*Aim*. Rewrite every line from the one in the listing containing "Flashcard prompt: The brick facade" through the end of the listing, requests included, and raise each bounding-box coordinate in the answers by 147.

*Exercise material*.
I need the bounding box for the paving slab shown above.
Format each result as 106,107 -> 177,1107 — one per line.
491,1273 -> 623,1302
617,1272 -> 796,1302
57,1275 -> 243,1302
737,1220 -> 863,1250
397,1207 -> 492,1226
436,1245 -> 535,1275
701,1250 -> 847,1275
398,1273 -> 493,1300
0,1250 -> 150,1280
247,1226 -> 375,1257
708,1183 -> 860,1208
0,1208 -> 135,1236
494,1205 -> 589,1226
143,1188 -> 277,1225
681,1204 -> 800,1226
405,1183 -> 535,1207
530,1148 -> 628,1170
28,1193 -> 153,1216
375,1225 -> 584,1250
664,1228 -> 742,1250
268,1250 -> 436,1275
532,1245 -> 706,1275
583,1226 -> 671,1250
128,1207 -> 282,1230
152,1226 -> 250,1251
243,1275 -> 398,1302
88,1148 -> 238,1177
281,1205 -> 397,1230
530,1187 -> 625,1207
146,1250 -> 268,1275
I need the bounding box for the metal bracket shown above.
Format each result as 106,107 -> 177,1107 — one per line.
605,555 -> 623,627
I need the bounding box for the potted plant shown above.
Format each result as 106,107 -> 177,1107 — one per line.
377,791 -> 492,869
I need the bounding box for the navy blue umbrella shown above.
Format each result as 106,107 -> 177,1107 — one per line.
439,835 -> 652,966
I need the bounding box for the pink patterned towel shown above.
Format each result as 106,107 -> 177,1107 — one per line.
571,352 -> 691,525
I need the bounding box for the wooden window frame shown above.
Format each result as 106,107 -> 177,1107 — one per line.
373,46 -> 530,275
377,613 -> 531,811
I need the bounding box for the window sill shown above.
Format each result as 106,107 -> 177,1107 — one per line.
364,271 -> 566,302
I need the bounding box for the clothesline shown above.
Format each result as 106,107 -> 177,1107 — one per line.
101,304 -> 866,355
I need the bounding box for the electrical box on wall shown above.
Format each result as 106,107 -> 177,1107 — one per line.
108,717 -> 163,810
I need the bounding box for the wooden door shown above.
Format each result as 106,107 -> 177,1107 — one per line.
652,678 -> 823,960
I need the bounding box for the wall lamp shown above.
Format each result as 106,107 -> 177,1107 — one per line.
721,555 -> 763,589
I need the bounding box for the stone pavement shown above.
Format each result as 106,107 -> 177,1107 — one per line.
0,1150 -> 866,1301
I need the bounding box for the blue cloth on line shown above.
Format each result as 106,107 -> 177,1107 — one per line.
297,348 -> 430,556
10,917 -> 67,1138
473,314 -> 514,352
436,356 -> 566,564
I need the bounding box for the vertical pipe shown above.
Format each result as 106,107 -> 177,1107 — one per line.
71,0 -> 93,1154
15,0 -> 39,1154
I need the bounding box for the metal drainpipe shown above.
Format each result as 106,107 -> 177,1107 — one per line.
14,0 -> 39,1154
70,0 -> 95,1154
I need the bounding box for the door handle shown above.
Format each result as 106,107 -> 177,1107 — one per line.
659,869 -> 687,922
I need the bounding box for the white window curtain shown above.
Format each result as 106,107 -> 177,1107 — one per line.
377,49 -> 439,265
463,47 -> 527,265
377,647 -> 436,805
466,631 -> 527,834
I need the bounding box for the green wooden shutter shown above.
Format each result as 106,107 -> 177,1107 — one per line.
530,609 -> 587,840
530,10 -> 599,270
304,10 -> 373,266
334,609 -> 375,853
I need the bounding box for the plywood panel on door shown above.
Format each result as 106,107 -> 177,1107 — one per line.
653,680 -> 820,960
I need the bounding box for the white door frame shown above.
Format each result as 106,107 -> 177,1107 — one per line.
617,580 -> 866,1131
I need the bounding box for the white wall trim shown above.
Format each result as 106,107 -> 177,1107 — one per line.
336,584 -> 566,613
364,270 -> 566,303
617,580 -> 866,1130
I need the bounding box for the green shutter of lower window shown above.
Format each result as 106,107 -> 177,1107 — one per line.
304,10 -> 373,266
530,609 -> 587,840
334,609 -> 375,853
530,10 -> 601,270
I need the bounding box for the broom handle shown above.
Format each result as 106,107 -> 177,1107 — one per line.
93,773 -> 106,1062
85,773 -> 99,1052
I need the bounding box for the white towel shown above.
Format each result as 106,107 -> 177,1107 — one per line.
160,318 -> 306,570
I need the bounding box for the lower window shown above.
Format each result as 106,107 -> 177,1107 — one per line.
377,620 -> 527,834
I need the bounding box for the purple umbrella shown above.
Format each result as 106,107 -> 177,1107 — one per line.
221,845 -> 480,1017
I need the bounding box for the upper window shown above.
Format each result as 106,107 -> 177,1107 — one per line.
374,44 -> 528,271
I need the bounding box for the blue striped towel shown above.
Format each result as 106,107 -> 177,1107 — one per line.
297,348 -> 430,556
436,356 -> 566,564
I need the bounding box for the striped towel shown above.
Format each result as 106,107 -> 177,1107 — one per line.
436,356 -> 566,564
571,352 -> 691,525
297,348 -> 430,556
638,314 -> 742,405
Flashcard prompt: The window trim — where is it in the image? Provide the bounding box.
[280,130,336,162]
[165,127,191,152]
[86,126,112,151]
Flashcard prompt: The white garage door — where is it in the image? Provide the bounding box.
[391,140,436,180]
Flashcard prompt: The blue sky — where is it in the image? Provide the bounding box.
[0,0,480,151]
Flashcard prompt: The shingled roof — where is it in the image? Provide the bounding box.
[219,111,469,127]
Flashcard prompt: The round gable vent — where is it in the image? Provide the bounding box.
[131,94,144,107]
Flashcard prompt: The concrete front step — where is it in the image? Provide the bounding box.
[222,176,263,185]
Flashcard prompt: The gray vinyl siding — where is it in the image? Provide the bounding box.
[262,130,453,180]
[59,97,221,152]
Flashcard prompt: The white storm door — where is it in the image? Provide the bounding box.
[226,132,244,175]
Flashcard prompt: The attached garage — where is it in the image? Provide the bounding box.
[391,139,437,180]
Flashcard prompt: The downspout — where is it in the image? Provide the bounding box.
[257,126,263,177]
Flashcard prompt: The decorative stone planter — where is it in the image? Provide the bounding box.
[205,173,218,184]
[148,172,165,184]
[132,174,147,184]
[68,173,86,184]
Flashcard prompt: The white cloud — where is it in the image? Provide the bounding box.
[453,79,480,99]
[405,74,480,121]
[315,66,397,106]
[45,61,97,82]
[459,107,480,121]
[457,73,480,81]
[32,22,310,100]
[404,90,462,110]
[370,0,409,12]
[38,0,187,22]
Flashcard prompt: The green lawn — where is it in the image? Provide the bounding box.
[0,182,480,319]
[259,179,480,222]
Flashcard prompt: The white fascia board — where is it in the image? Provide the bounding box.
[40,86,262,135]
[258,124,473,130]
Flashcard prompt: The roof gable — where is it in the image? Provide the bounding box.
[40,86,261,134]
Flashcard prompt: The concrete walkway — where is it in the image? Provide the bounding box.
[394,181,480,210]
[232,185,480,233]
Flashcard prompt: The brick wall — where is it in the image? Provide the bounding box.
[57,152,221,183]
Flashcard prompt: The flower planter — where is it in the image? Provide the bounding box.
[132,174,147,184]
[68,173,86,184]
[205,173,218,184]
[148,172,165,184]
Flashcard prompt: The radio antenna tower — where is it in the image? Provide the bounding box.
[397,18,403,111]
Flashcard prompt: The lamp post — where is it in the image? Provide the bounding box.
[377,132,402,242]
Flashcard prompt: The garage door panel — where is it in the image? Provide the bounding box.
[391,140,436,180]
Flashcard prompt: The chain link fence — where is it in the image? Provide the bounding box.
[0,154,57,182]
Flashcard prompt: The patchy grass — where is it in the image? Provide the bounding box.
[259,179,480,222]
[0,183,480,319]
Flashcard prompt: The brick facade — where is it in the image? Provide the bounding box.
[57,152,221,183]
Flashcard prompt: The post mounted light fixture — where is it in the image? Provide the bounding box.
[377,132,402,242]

*Task response*.
Flashcard prompt: The brick facade — where is it in the image? Provide the bounding box.
[204,299,368,330]
Flashcard prompt: The post mounted light fixture — where is it in the image? Provide the bounding box.
[524,279,549,389]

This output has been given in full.